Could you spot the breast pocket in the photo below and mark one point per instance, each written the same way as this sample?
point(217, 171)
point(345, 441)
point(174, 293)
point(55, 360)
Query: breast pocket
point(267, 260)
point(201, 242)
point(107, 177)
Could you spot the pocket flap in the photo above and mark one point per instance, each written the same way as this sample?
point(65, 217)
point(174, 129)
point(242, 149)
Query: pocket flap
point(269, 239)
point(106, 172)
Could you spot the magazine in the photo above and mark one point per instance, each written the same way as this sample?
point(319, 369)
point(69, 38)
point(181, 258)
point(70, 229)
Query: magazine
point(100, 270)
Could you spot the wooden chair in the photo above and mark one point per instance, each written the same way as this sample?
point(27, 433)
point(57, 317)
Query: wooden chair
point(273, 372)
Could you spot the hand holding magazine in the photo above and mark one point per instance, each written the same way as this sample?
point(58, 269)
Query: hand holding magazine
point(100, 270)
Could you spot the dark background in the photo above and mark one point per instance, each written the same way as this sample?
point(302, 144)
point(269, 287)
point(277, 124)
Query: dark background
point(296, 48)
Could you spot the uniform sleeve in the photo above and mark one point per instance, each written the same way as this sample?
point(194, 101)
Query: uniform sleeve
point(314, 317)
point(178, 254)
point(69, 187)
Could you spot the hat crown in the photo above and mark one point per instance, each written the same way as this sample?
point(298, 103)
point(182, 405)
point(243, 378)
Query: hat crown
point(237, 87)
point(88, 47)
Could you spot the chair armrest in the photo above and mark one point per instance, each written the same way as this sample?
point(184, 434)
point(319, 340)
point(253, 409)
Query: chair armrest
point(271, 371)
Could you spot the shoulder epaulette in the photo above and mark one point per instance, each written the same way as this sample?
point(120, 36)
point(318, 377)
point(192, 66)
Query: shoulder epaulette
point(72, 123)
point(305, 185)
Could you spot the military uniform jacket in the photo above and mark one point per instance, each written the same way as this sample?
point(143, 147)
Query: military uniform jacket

Written exercise ▸ Can you lay out the stretch from the very first line above through the line containing "point(107, 177)" as a Markdown table with columns "Row" and "Line", giving each line a row number and leaving out any blank lines?

Result ▸
| Row | Line |
|---|---|
| 1 | Could you spot the breast pocket in the photo below and mark one point per instance, each written the same way as this sample? |
| 2 | point(217, 171) |
| 3 | point(345, 441) |
| 4 | point(174, 293) |
| 5 | point(55, 360) |
| 6 | Query: breast pocket |
| 7 | point(267, 260) |
| 8 | point(201, 242) |
| 9 | point(107, 177) |